▸ **Extract**:
Although these transfers create incentives that likely cause changes in 
the way society uses its resources, NRCS lacks data with which to 
identify where these resources would otherwise be used.
    NRCS also recognizes that applicants and participants incur costs 
in terms of time used to gain access to ACEP. We estimate the imputed 
value of applicant and participant time spent in accessing the program 
from FY 2019 through 2023 at $1.1 million for the 5 years.
    Our estimates of costs, benefits and transfers of ACEP on an annual 
basis are reported in Table 1. Given a 3 percent discount rate, the 
projected annualized real cost to producers of accessing the program is 
$229,000 and the projected annualized real transfers are $433 million. 
Conservation benefits from the easement are difficult to quantify at a 
national scale but have been described by studies at an individual 
project or watershed or local scale.

▸ **Excerpted records**:

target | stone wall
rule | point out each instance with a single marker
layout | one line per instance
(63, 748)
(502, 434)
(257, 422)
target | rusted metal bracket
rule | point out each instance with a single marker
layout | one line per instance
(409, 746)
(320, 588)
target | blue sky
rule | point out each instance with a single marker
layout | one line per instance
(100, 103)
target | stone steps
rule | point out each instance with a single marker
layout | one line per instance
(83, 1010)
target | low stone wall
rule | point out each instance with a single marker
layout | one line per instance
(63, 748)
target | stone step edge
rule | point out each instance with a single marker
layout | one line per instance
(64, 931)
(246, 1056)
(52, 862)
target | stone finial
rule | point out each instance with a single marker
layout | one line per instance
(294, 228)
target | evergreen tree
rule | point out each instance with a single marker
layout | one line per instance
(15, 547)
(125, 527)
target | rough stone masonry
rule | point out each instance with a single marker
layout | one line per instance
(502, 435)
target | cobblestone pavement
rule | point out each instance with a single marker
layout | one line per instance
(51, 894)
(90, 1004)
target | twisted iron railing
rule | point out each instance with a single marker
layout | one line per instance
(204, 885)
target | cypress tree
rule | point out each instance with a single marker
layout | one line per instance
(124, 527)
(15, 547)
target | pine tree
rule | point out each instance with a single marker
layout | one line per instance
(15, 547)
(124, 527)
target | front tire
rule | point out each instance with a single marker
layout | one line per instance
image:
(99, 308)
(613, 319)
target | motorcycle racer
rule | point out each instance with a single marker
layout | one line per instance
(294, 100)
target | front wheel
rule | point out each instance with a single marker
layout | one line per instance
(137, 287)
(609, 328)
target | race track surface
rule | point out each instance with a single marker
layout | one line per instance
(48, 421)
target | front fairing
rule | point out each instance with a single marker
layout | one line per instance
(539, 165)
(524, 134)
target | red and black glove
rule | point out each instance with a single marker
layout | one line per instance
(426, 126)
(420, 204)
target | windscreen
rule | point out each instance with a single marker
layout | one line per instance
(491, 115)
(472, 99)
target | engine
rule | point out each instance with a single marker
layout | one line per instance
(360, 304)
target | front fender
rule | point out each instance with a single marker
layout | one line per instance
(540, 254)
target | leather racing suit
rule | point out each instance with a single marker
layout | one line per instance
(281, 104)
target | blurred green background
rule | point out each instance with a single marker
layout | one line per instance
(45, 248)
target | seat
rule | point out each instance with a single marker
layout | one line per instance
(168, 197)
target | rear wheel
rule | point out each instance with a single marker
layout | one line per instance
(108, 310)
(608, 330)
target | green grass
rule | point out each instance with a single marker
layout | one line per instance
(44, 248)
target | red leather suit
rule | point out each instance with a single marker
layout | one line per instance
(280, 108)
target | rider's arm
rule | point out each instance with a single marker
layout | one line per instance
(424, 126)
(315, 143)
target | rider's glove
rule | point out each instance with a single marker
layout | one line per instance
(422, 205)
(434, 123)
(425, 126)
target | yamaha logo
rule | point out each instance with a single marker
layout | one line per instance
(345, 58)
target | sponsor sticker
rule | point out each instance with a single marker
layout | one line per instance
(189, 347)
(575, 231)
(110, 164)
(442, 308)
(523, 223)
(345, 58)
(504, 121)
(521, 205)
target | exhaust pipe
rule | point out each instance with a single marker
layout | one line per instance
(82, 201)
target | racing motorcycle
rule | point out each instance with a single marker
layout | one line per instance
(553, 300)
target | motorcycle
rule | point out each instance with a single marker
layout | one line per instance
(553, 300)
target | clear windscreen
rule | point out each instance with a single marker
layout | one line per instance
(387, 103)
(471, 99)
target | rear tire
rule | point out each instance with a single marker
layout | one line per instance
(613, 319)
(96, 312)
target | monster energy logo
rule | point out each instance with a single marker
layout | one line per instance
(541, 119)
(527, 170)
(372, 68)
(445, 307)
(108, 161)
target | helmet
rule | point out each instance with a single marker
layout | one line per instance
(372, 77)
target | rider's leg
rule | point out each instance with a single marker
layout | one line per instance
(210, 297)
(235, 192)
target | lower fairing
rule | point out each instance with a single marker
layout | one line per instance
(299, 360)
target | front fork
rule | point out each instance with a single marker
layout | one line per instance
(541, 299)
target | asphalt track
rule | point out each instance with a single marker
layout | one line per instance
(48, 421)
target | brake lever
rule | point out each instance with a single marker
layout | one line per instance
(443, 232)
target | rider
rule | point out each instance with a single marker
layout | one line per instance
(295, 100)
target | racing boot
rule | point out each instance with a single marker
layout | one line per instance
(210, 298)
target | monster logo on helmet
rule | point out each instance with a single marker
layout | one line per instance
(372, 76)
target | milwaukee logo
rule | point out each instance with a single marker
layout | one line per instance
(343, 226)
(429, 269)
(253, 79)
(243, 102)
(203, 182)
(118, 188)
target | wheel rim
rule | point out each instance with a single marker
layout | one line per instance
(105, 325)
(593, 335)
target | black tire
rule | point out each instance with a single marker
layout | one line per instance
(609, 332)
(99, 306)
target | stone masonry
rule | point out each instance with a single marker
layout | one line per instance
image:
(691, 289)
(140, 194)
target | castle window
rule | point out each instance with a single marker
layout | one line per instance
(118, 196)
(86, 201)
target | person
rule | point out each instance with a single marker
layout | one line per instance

▸ **Parts of the exercise**:
1. In the ACEP cost extract, what is the projected annualized real cost to producers of accessing the program at a 3 percent discount rate?
2. Using the ACEP cost extract, explain why NRCS counts a cost borne by applicants and participants.
3. Copy the passage of the ACEP cost extract between "NRCS also recognizes" and "or local scale.", inclusive.
Answer using only the text about ACEP costs, not the listing.

▸ **Answers by task**:
1. $229,000.

2. Applicants and participants spend time gaining access to ACEP, and NRCS treats that time as a cost. It estimates the imputed value of this time at $1.1 million for FY 2019 through 2023.

3.
NRCS also recognizes that applicants and participants incur costs 
in terms of time used to gain access to ACEP. We estimate the imputed 
value of applicant and participant time spent in accessing the program 
from FY 2019 through 2023 at $1.1 million for the 5 years.
    Our estimates of costs, benefits and transfers of ACEP on an annual 
basis are reported in Table 1. Given a 3 percent discount rate, the 
projected annualized real cost to producers of accessing the program is 
$229,000 and the projected annualized real transfers are $433 million. 
Conservation benefits from the easement are difficult to quantify at a 
national scale but have been described by studies at an individual 
project or watershed or local scale.